▶ **Source material**:

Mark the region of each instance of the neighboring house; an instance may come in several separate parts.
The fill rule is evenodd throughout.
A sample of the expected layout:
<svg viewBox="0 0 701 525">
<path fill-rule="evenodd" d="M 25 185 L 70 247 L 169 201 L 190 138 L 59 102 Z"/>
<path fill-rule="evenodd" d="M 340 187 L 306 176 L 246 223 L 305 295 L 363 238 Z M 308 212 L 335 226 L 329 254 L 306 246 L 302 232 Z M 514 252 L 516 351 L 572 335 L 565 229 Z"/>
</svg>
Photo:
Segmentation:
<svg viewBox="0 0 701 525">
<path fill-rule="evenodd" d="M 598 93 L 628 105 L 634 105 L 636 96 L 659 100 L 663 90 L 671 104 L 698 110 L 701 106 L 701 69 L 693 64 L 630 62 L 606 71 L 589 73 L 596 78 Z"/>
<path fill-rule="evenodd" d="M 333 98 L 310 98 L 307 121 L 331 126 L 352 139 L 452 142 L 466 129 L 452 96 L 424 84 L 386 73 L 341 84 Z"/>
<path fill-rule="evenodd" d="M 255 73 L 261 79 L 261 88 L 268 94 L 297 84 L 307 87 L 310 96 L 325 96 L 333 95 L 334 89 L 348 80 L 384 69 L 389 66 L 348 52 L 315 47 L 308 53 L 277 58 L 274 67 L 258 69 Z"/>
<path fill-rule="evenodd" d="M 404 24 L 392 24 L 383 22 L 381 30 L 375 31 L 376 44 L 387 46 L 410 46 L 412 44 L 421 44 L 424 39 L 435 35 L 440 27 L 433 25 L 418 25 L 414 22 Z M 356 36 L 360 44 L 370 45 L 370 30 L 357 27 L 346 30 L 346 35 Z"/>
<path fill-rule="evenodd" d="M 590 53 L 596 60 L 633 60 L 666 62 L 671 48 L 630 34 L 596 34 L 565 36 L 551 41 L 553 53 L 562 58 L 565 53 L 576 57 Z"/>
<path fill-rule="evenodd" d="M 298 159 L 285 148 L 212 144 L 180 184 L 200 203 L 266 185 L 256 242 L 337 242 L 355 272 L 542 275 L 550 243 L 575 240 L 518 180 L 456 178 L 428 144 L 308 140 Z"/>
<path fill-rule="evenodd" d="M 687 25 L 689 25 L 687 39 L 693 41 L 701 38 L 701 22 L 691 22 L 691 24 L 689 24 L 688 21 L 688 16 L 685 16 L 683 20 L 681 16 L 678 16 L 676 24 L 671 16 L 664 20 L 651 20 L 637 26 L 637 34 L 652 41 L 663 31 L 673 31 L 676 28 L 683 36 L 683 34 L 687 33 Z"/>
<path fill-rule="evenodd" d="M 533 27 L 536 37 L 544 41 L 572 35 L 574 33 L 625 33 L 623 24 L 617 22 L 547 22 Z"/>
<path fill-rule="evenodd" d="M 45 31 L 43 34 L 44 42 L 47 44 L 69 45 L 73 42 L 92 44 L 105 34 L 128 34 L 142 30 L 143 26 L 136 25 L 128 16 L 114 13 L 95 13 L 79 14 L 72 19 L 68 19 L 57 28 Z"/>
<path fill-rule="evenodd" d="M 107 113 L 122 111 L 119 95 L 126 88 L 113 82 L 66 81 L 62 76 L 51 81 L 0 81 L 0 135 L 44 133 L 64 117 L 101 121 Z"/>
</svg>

▶ **Exercise**: Reproduce the records above, swapping "neighboring house" for "apartment building" and keeping every other character as it is.

▶ **Written reply**:
Mark the region of each instance of the apartment building; an instance may come in several separate parts.
The fill rule is evenodd throughout.
A sample of the expected layout:
<svg viewBox="0 0 701 525">
<path fill-rule="evenodd" d="M 25 185 L 70 247 L 169 201 L 190 138 L 59 102 Z"/>
<path fill-rule="evenodd" d="M 340 187 L 306 176 L 246 223 L 305 295 L 363 238 Z M 308 212 L 335 226 L 329 254 L 306 246 L 302 232 Z M 514 252 L 516 351 L 572 335 L 565 229 Z"/>
</svg>
Photo:
Segmentation:
<svg viewBox="0 0 701 525">
<path fill-rule="evenodd" d="M 598 93 L 628 105 L 634 105 L 636 96 L 659 100 L 663 90 L 671 104 L 698 110 L 701 106 L 701 69 L 693 64 L 630 62 L 606 71 L 589 73 L 596 78 Z"/>
<path fill-rule="evenodd" d="M 333 98 L 310 98 L 307 121 L 331 126 L 352 139 L 452 142 L 466 129 L 452 96 L 424 84 L 386 73 L 341 84 Z"/>
<path fill-rule="evenodd" d="M 255 73 L 261 79 L 261 88 L 268 94 L 297 84 L 307 87 L 310 96 L 325 96 L 333 95 L 334 89 L 348 80 L 384 69 L 389 66 L 348 52 L 315 47 L 308 53 L 277 58 L 274 67 L 258 69 Z"/>
<path fill-rule="evenodd" d="M 404 24 L 392 24 L 383 22 L 381 30 L 375 31 L 376 44 L 387 46 L 410 46 L 412 44 L 421 44 L 424 39 L 435 35 L 440 27 L 433 25 L 418 25 L 414 22 Z M 356 36 L 360 44 L 370 45 L 370 30 L 357 27 L 346 30 L 346 35 Z"/>
<path fill-rule="evenodd" d="M 590 53 L 596 60 L 633 60 L 666 62 L 671 48 L 630 34 L 596 34 L 565 36 L 551 41 L 553 53 L 562 58 L 565 53 L 576 57 Z"/>
<path fill-rule="evenodd" d="M 298 159 L 285 148 L 212 144 L 180 184 L 200 203 L 266 185 L 256 242 L 337 242 L 355 272 L 542 275 L 550 243 L 575 240 L 518 180 L 456 178 L 428 144 L 308 140 Z"/>
<path fill-rule="evenodd" d="M 687 25 L 689 25 L 687 39 L 693 41 L 701 38 L 701 22 L 691 22 L 691 24 L 689 24 L 688 21 L 688 16 L 685 16 L 683 20 L 681 16 L 678 16 L 676 24 L 671 16 L 664 20 L 651 20 L 637 26 L 637 34 L 652 41 L 663 31 L 673 31 L 676 28 L 683 36 L 683 34 L 687 33 Z"/>
<path fill-rule="evenodd" d="M 533 27 L 536 37 L 544 41 L 572 35 L 574 33 L 625 33 L 623 24 L 617 22 L 547 22 Z"/>
<path fill-rule="evenodd" d="M 45 31 L 43 34 L 44 42 L 47 44 L 69 45 L 73 42 L 92 44 L 105 34 L 128 34 L 142 30 L 143 26 L 136 25 L 128 16 L 114 13 L 95 13 L 79 14 L 72 19 L 68 19 L 57 28 Z"/>
<path fill-rule="evenodd" d="M 107 113 L 122 111 L 119 95 L 126 88 L 113 82 L 66 81 L 62 76 L 51 81 L 0 81 L 0 135 L 44 133 L 64 117 L 101 121 Z"/>
</svg>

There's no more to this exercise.